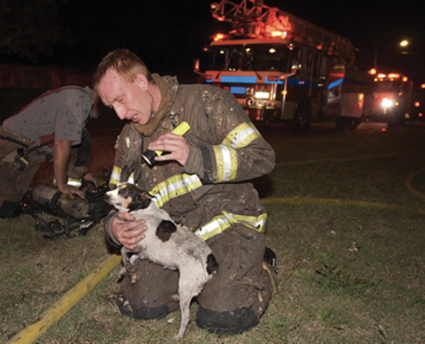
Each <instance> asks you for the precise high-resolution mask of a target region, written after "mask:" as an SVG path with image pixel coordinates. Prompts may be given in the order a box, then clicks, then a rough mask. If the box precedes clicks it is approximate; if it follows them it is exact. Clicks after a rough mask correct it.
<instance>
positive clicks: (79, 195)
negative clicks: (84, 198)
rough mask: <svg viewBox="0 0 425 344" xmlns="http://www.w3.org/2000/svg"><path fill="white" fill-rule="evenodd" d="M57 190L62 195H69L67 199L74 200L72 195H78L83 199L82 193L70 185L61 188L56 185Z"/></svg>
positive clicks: (66, 184) (59, 186)
mask: <svg viewBox="0 0 425 344" xmlns="http://www.w3.org/2000/svg"><path fill="white" fill-rule="evenodd" d="M58 190H59V191H60V192H62V193H63V194H67V195H69V197H70V198H72V199H73V198H74V195H78V196H80V197H81V198H85V197H84V193H83V192H82V191H81V190H80V189H78V188H76V187H75V186H72V185H68V184H64V185H61V186H59V185H58Z"/></svg>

● **Task requirements**
Convert the material above into a JSON list of strings with one string per line, omitting blank lines and leaving out the picture.

● **Solution for this problem**
[
  "Each <instance> asks you for the precise high-resolution mask of a target region, written after \"mask:\" as an SVG path with image pixel coordinates. Prompts may be given in the order a box, then clicks, then a rough mask. If the box precedes clicks it is approximate; if it follows them it is exact. Clicks after a rough mask correct it.",
  "<instance>",
  "positive clicks: (79, 195)",
  "negative clicks: (84, 198)",
  "rough mask: <svg viewBox=\"0 0 425 344\" xmlns=\"http://www.w3.org/2000/svg\"><path fill=\"white\" fill-rule=\"evenodd\" d=\"M57 190L62 195H69L67 199L74 200L72 195H78L83 199L82 193L70 185L61 188L56 185Z\"/></svg>",
  "positive clicks: (66, 184) (59, 186)",
  "mask: <svg viewBox=\"0 0 425 344\" xmlns=\"http://www.w3.org/2000/svg\"><path fill=\"white\" fill-rule=\"evenodd\" d=\"M58 190H59V191H60V192H62V193H63V194H67V195H69V197H70V198H72V199H73V198H74V195H78V196H80V197H81V198H85V197H84V193H83V192H82V191H81V190H80V189H78V188H76V187H75V186H72V185H68V184H64V185H61V186H59V185H58Z\"/></svg>"
]